___ RECORDS FOR THE EXERCISE

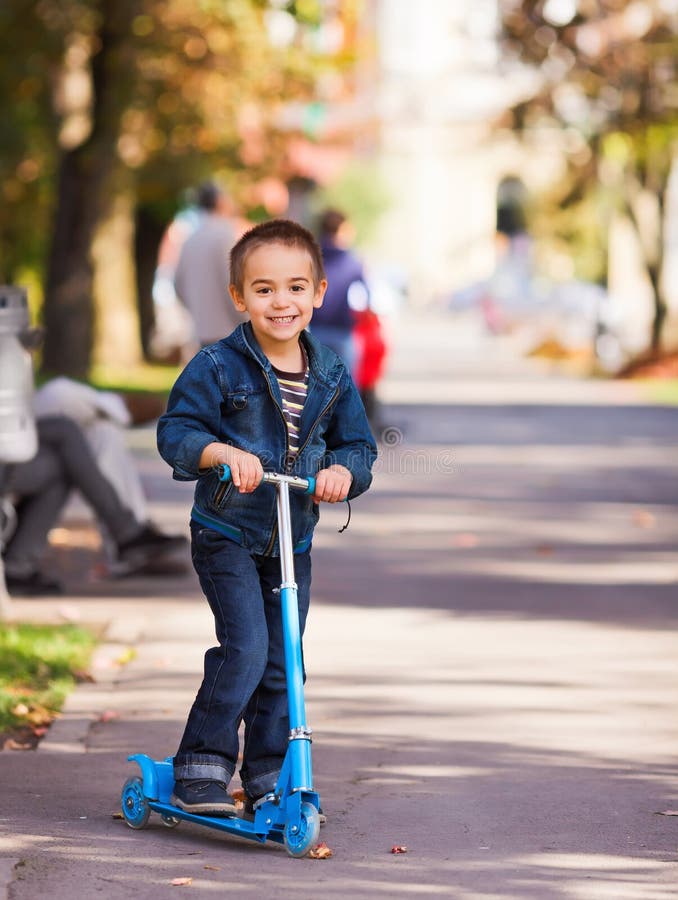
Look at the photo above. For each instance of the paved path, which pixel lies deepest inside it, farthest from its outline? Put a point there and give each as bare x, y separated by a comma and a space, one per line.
491, 653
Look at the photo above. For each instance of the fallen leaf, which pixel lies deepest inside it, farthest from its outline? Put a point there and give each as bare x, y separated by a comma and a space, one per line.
320, 851
11, 744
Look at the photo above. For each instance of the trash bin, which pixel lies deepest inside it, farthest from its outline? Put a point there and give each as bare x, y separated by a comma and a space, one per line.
18, 437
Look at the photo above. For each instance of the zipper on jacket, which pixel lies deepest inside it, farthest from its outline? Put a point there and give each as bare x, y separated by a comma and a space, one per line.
322, 412
318, 418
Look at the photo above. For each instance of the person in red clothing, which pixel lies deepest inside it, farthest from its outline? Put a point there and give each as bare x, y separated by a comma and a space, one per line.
371, 356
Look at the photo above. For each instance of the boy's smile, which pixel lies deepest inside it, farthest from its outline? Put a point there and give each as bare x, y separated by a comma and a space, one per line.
280, 294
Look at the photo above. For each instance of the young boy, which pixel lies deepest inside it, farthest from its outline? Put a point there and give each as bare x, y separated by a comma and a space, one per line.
268, 396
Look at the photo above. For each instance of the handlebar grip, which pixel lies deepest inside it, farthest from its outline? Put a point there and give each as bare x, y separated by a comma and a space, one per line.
224, 472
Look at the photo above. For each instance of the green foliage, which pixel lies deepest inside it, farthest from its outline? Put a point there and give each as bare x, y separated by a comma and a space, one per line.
606, 77
39, 666
200, 94
361, 194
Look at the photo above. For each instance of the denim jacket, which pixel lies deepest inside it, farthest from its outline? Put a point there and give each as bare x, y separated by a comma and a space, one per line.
229, 393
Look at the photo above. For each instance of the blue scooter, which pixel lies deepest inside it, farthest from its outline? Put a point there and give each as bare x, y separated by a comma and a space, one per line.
289, 815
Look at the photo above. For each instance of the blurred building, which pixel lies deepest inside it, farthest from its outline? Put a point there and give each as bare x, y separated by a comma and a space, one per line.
419, 101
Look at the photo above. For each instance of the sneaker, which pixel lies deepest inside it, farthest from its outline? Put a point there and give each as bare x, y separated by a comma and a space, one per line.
31, 585
209, 798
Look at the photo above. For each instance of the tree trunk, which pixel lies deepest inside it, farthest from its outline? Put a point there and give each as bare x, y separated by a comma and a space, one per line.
148, 234
68, 309
84, 178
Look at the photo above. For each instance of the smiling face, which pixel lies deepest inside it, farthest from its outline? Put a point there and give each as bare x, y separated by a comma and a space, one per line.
280, 293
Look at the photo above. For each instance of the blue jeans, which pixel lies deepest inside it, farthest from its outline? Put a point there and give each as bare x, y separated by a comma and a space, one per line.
244, 677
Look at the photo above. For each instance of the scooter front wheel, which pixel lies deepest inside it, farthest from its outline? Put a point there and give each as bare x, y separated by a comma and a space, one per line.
135, 808
301, 836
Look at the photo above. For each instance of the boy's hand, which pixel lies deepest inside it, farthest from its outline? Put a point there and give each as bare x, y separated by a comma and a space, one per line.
246, 468
332, 484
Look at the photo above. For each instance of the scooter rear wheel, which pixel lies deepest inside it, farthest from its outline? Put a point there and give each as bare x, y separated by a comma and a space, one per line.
302, 836
135, 808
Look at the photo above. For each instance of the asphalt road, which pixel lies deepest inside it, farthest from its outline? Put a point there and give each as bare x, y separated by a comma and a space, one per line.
491, 656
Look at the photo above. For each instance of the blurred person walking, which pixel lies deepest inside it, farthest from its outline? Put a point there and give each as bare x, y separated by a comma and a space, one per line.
202, 277
103, 417
347, 290
39, 490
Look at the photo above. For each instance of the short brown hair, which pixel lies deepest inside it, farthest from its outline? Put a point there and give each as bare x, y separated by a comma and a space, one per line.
276, 231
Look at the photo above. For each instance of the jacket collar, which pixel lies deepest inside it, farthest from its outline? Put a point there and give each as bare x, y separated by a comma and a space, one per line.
323, 363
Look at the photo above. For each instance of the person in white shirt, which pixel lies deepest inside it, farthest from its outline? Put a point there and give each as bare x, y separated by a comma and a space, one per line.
201, 278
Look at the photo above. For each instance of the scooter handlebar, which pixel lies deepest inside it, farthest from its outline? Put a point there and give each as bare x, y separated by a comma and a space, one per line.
307, 485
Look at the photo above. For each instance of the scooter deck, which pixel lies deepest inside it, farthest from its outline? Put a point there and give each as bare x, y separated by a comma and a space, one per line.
232, 824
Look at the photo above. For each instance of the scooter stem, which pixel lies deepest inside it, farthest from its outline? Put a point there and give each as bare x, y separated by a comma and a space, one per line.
300, 733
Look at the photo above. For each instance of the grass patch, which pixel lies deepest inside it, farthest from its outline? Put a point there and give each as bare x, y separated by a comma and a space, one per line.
155, 379
662, 390
39, 666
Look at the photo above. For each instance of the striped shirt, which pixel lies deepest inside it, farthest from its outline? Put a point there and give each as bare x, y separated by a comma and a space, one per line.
293, 387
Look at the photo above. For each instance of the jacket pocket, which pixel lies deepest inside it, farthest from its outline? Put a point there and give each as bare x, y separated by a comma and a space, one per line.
221, 494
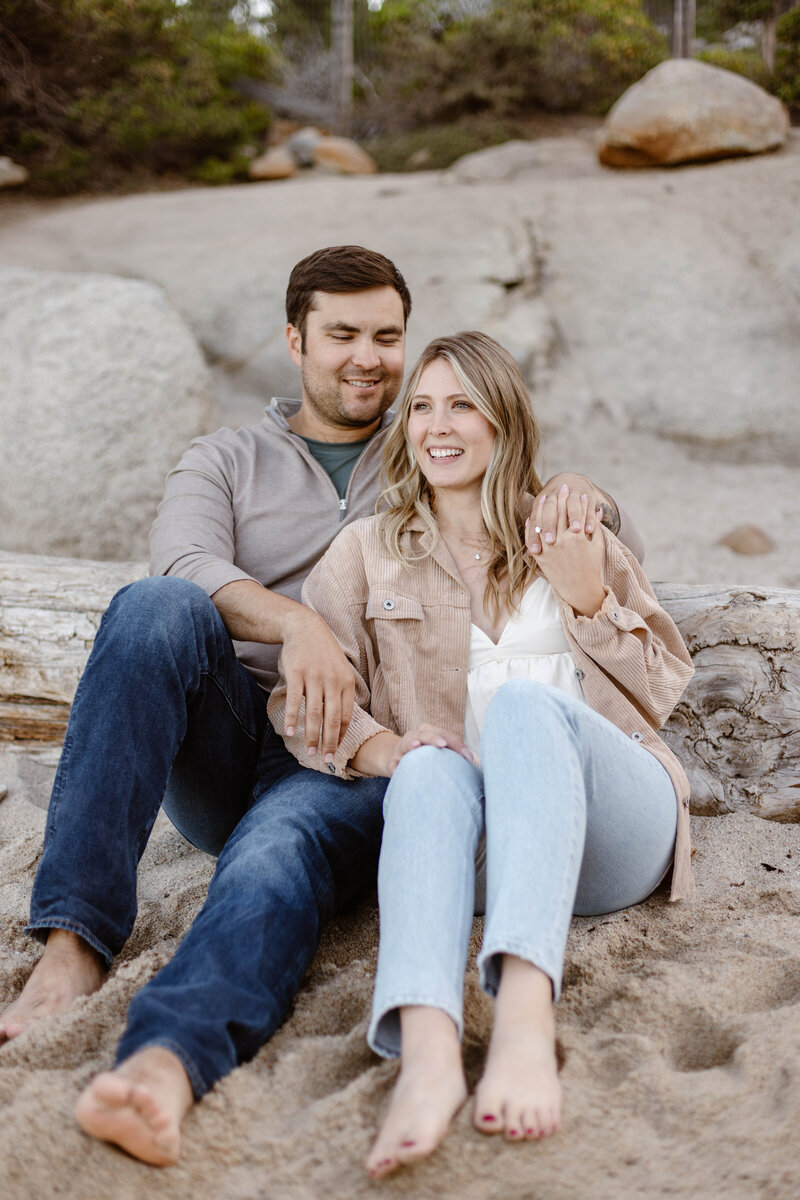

______

__OBJECTIVE__: Copy every line of the items above word for word, leaving out the pictures.

__RESULT BELOW__:
Look at the photo above. For each instance of the paved path, which pixel lies deepest inside it, farthest from its outline? Put a point there and give each as bare x, y separated by a comma and a space, one per line.
491, 653
Look at the photo above. For each instance of the fallen leaf, which pixel lies deepest inside it, farthest from its outline? Put a point there and give each as bare x, y separated by a comma and a space, one per line.
320, 851
11, 744
Look at the photo above. For each instance of the trash bin, which pixel lies deepest inside it, farthest from its outline? Put a point there and give each as bare x, y separated by a comma and a space, one per line.
18, 437
Look at the photo above. For each instance of the zipper on jacket, which pixel lies deepest inside it, farthest from its outline? Put a point there and give each as bare x, y separated by a comma and a space, one per line.
322, 412
318, 418
Look at the photo above. For each instance of the person in red clothing, which pixel lies deepest inside it, farthest from its outline? Put a point there and give each as bare x, y separated by a comma and a space, one per line.
371, 356
Look at the photo above. For each instance of the boy's smile, which pixel lies deepest inside it, farthest from its outline? Put a point there and give each as bare x, y separated by a comma and a space, one per line.
280, 294
Look at the photo above. For each instance of the young boy, which pixel lies deepest inside it, farthest from its outline? Put a point there and give each as bare x, y separated by a comma and a space, one per line.
268, 396
Look at the photo above. For each instance of the handlebar grip, which pixel lies deepest inside it, farthest from its outline? Put a point there and give each as bare x, y separated by a comma and a space, one per line.
224, 472
Look at the photo above. For each instance of the green foliage, which pixel lies deepest inside it, farthest from its outline? Put a point there and give each as bare x, y separated by a comma and a space, one per line.
606, 77
39, 666
200, 94
361, 194
Look at the photo above. For each instance of the denim jacket, which pixel lies deepest inside it, farthest from its outline? Put a point there and give each as bare x, y separated by a comma and a space, one per line.
229, 393
Look at the photo above. For each instance of the blue scooter, which pixel lies deepest inside it, farthest from its outline? Put a point there and give each as bare x, y separated by a comma and a space, one per line.
289, 815
Look at the photo above. For each instance of the blurred building, which pixel lies deepest inside it, farthest from its outline? Put a point there and give each as bare x, y separated by a comma and a space, one per line.
419, 101
Look at the photo above. For each instance of the sneaker, which pixel lies deepest inside it, farthest from its outline? Put a point there and give each as bare x, y separated by a comma and a space, one per line.
31, 585
209, 798
Look at the photo above. For each instance of the tree trunk, which pixel lies deepest inside it, farthest from its outline? Put a point there and give each as bare x, y separated by a comma and a space, one per line.
148, 234
68, 309
84, 178
Look at the photo above. For each instance of the smiling face, which pixel lies deepest inside it, farthest from its outline? Put a point there and give each as bare x, y separated by a comma and a space, one per line.
280, 293
Look at the photo above. For each instance of the blue jeans, which pixel lies deepest inside it, farthest from its outline? Put a point there and give each as bare x, y separated by a comma and a space, one per line.
244, 677
Look at the photo above. For each instance of the scooter front wheel, which pixel lies deepest inside it, farthest from its outline? Put a point there and give each as bare x, y separated by a comma and a space, one per line.
135, 808
301, 836
Look at the photo above. For each instance of the boy's hand, which pixel lies deepest inside it, farthest from its outline? Put a point there and give each as bare x, y separated by a comma and a space, one per line.
246, 468
332, 484
Look at the photo above. For each instance of the scooter rear wheel, which pixel lies deepest inside it, farthest from its outline? Put a point there and give each as bare x, y separated by a comma and a space, one per line.
302, 836
135, 808
Look at the photo above. For each instance of the asphalt road, which pixel lies deepest inside it, farthest from its outline? Put a point there and give each as bare x, y separated by a comma and a space, one per line.
491, 656
Look at the photo above. For each instance of the blurred person walking, which pixel lies deepest inside it, farthest from its outline? Put a point there and give each as bare x, y separated by a comma and a space, one per line.
202, 277
103, 417
347, 290
39, 490
Look at the photo above. For each instance of the short brown hair, which pixel lies deepest inside it, farthest from its outline? Put a point there and give each as bare x, y separated by a comma and a space, one per line.
276, 231
Look at the photo above. For each instance of the jacket collar, which pixel lies deepest inside it, farthest from its outline? Put a point there and give each as bare x, y separated by a comma and a space, one per line.
323, 363
Look at the photo above. For each instance of the person in white shirt, which pixel lies deepest inside it, farthest from its outline? Put a point there and give each as bare x, y separated by a comma and a space, one per line.
201, 278
Look at the photo above. For each instance of the scooter handlebar, which pixel lies deepest inside it, farthest from its outline? Put a point there and give each as bare x, y separated by a comma and a space, one per line.
307, 485
Look at the photo above. For each instance of the scooter deck, which pixel lies deepest inside it, farthest from its outline? Put a point there and give each as bare x, y separated by a comma and a space, one per line.
232, 824
Look at the photo above. For each instance of the scooter stem, which pixel lies deepest inside it, farthest from its outline? Put a point there and give each as bare x, y separated by a comma and a space, one per line.
300, 733
Look at the photo above. For each instance of the grass patch, which pixel lies deepest inside it, farthest from its outline? Put a point there and give each as bare x, y separated by a comma and a space, one per line.
155, 379
662, 390
39, 666
Look at the photo above. For each instance of the striped shirt, which pixel lies deepest inside it, farthest from its outline? Put a point there and give each as bare x, y separated by a comma and a space, one per line.
293, 387
Look at the photo above. For each instance of the jacket pocket, which pixel lies deepest inside it, farthest from its outline? Put a point there and give each as bare x, y separated by a comma and a space, one per line.
221, 494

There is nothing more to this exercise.